**Text under study:**
Legislation passed by the Georgia General Assembly last week lumped a number of tax credits cuts and incentives along with a significant new source of revenue for the state: a hospital tax.
House Bill 1023 includes a new “hospital tax” of 1.45 percent of net patient revenue. The figure is lowered to 1.38 percent for hospitals which have a designated trauma center.
The tax would be applied to both for-profit and non-profit hospitals, a Senate spokesperson confirmed Monday.
HB 1023 has been approved by both the House and the Senate but must first be signed into law by Gov. Sonny Perdue.
The reasoning for passing the bill was to address a more than $300 million shortfall in the state’s Medicaid program for the upcoming fiscal year, officials said.

**Supplied data:**
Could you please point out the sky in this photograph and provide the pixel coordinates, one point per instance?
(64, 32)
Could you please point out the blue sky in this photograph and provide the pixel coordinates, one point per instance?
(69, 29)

**About this exercise:** Decide whether each statement agrees with the text on the Georgia hospital tax, answering yes or no and quoting the deciding words: (a) Hospitals with a designated trauma center pay a lower rate. (b) The tax applies only to for-profit hospitals. (c) The governor has already signed HB 1023 into law.

**The answer:**
(a) Yes: "The figure is lowered to 1.38 percent for hospitals which have a designated trauma center."
(b) No: "The tax would be applied to both for-profit and non-profit hospitals"
(c) No: "must first be signed into law by Gov. Sonny Perdue."